TEXTE PRÉSENTÉ:
________
PÉTROLE ET HYDROCARBURES : LE CHOIX DE MARCEL ABEKÉ POUR »RESTAURER LA CONFIANCE » AVEC LES OPÉRATEURS ÉCONOMIQUES

PAR Jean-Christian KOMBILA

« NOUS ne doutons pas qu’avec votre nomination à la tête du département ministériel en charge du pétrole et des hydrocarbures, l’image du ministère sera redorée » !
Ces propos émanent du directeur général des hydrocarbures, Edgard Mbina-Kombila. Prononcés à l’endroit du nouveau titulaire du portefeuille ministériel du Pétrole, au lendemain de la passation des charges entre ce dernier, Marcel Abéké, et son prédécesseur Vincent de Paul Massassa.
De fait, ils traduisent le satisfecit global des fonctionnaires et agents d’un ministère ayant longtemps souffert du management archaïsant de l’ancien ministre, débarqué à la suite du coup d’Etat militaire du 30 août 2023.
En effet, le choix de confier la gestion du ministère du Pétrole à l’ancien Administrateur-directeur général du groupe Comilog, exploitant patenté du manganèse dans la ville de Moanda (Sud-est), a fait l’effet d’une bonne nouvelle en interne et en externe. Tant la gestion de ce secteur névralgique de l’activité socio-économique par le ministre sortant, pion essentiel de la sulfureuse « Young-Team » portée par l’ex – Coordinateur général des activités présidentielles Nour Ed-dine Bongo Valentin et son directeur de cabinet, Yann – Ghislain Ngoulou, était décriée à l’unisson.
Ainsi, l’une des tâches prioritaires du nouveau ministre devrait consister à « restaurer l’image du Ministère du Pétrole » auprès des opérateurs économiques malmenés à volonté par le Ministre sortant, Vincent de Paul Massassa, pour satisfaire son appétit gargantuesque de disposer des fonds contractuels.
________
Enregistrements d'annotation par coordonnées:
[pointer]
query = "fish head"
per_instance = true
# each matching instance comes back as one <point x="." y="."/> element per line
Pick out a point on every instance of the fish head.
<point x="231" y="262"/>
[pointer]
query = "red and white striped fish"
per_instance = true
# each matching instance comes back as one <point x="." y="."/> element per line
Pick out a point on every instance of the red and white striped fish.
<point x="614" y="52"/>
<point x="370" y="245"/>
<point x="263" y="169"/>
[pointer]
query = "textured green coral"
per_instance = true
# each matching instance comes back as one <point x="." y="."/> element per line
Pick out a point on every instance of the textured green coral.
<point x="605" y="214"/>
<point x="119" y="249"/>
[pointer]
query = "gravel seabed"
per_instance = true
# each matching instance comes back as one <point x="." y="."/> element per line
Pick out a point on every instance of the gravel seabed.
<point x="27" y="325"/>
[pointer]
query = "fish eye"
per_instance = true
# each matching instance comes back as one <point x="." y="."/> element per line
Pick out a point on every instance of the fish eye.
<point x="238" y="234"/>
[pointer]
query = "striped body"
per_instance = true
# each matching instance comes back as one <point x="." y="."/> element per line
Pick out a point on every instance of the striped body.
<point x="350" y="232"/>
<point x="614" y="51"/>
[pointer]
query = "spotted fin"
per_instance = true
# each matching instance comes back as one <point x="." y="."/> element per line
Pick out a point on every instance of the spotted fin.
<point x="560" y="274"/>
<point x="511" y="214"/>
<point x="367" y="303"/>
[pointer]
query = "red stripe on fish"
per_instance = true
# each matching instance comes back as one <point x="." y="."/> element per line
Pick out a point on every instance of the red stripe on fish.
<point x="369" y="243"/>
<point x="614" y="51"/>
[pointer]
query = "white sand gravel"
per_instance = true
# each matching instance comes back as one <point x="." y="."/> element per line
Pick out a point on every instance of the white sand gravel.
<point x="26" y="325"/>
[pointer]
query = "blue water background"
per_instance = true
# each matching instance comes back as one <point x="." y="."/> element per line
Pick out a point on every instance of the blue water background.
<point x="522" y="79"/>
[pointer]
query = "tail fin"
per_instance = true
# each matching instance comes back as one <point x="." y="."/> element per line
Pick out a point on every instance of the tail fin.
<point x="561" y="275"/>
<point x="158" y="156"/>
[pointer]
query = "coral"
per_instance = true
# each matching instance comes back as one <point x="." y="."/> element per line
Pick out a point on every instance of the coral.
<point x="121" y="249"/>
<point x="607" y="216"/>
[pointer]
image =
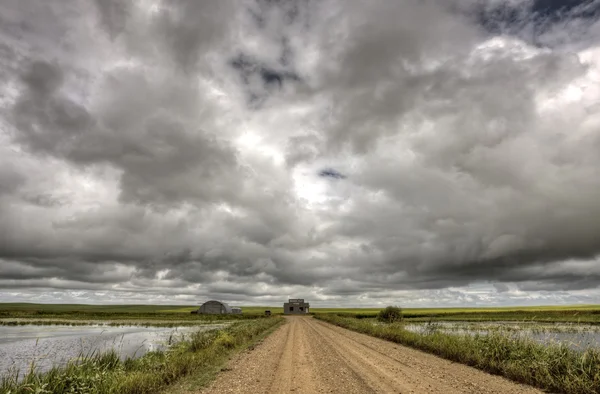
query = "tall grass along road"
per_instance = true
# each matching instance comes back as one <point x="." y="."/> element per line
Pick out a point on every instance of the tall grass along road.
<point x="310" y="356"/>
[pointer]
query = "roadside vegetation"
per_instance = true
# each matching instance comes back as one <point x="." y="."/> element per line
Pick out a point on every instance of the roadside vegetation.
<point x="202" y="355"/>
<point x="552" y="367"/>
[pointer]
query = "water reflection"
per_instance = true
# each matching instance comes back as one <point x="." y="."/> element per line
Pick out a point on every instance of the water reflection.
<point x="47" y="346"/>
<point x="574" y="336"/>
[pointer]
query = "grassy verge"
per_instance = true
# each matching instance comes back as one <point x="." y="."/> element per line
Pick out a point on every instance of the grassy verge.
<point x="550" y="367"/>
<point x="106" y="373"/>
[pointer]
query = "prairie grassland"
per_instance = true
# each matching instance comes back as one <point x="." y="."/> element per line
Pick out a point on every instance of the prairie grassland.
<point x="573" y="314"/>
<point x="552" y="367"/>
<point x="167" y="313"/>
<point x="202" y="356"/>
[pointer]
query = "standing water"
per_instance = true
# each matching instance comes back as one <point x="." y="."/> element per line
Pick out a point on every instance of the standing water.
<point x="55" y="345"/>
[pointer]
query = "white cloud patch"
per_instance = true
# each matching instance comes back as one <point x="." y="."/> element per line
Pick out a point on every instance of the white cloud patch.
<point x="424" y="153"/>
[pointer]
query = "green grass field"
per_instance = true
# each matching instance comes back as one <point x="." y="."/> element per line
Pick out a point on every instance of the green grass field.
<point x="565" y="313"/>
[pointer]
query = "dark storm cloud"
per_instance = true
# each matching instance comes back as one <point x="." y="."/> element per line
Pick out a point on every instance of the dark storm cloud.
<point x="132" y="161"/>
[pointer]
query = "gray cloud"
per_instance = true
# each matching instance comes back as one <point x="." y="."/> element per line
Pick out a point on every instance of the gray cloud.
<point x="412" y="152"/>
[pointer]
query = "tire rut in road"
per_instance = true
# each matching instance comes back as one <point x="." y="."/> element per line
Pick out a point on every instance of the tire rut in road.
<point x="306" y="355"/>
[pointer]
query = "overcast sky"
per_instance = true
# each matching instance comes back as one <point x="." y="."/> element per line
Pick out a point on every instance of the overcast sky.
<point x="350" y="152"/>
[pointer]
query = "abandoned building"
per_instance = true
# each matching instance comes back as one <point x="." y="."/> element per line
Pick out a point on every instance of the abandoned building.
<point x="213" y="307"/>
<point x="295" y="306"/>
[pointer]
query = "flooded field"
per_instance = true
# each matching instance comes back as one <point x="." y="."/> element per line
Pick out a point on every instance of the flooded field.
<point x="575" y="336"/>
<point x="51" y="345"/>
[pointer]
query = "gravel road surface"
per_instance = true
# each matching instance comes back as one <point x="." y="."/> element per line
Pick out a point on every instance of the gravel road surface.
<point x="306" y="355"/>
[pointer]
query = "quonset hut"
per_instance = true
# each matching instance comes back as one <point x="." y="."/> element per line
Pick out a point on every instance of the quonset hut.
<point x="214" y="307"/>
<point x="295" y="306"/>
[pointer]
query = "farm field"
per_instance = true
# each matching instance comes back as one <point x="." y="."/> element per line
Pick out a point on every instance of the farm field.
<point x="535" y="334"/>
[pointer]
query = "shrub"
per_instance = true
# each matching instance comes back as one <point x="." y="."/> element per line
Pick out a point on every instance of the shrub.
<point x="390" y="314"/>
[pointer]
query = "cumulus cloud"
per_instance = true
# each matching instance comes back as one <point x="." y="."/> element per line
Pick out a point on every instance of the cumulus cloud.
<point x="415" y="152"/>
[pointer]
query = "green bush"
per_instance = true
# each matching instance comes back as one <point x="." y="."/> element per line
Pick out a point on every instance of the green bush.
<point x="553" y="367"/>
<point x="105" y="373"/>
<point x="391" y="314"/>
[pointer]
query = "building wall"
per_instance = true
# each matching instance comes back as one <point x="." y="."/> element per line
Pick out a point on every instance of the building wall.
<point x="296" y="308"/>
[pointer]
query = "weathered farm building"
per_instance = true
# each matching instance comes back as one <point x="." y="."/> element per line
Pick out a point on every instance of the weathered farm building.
________
TRAVAIL DEMANDÉ:
- 1) Réécrivez le passage de l'article sur le ministère du Pétrole qui commence par « De fait, ils » et se poursuit jusqu'à « décriée à l’unisson. », en substituant « employés » à « fonctionnaires ».
- 2) Poursuivez la rédaction de l'article sur le ministère du Pétrole à partir de sa dernière phrase.

RÉSULTATS ATTENDUS:
- 1)
De fait, ils traduisent le satisfecit global des employés et agents d’un ministère ayant longtemps souffert du management archaïsant de l’ancien ministre, débarqué à la suite du coup d’Etat militaire du 30 août 2023.
En effet, le choix de confier la gestion du ministère du Pétrole à l’ancien Administrateur-directeur général du groupe Comilog, exploitant patenté du manganèse dans la ville de Moanda (Sud-est), a fait l’effet d’une bonne nouvelle en interne et en externe. Tant la gestion de ce secteur névralgique de l’activité socio-économique par le ministre sortant, pion essentiel de la sulfureuse « Young-Team » portée par l’ex – Coordinateur général des activités présidentielles Nour Ed-dine Bongo Valentin et son directeur de cabinet, Yann – Ghislain Ngoulou, était décriée à l’unisson.

- 2)
Une preuve :
« Dans le cadre de la gestion des fonds de concours mis à votre charge par les contrats et conventions vous liant à l’État gabonais, je vous informe que, dorénavant, tout appel de fonds devra impérativement revêtir la signature du ministre, sous peine de nullité. La présente disposition annule toute disposition antérieure contraire » avait-il écrit, le 31 décembre 2019, dans une Lettre circulaire destinée aux sociétés exerçant leurs activités dans le secteur des hydrocarbures.
Le ton « caporaliste » de cette missive en dit long sur le climat plus ou moins délétère volontiers nourri par le cabinet du ministre et sa cour d’affidés. Laquelle est élargie au secrétariat général…
A cela s’ajoute une réelle volonté d’exercer une pression permanente stressante sur les partenaires économiquesafin de les contraindre à approvisionner avant échéance les différents comptes naguère gérés par la Direction générale des hydrocarbures, mais dont la gestion a été confiée, par les soins du ministre et contrairement aux textes en vigueur, au secrétaire général, en la personne de Nestor Andome Ayi, véritable homme lige.
 » Le secrétaire général du ministère est chargé d’assurer (…) la gestion des fonds prévus par les Contrats et Conventions en vigueur liant l’Etat aux sociétés exerçant leurs activités sur le territoire » (note de service du 23 Juin 2023).
Il s’agit, dans l’ordre, des fonds de formation, des des fonds de soutien aux hydrocarbures, et des fonds d’équipements de l’administration des hydrocarbures.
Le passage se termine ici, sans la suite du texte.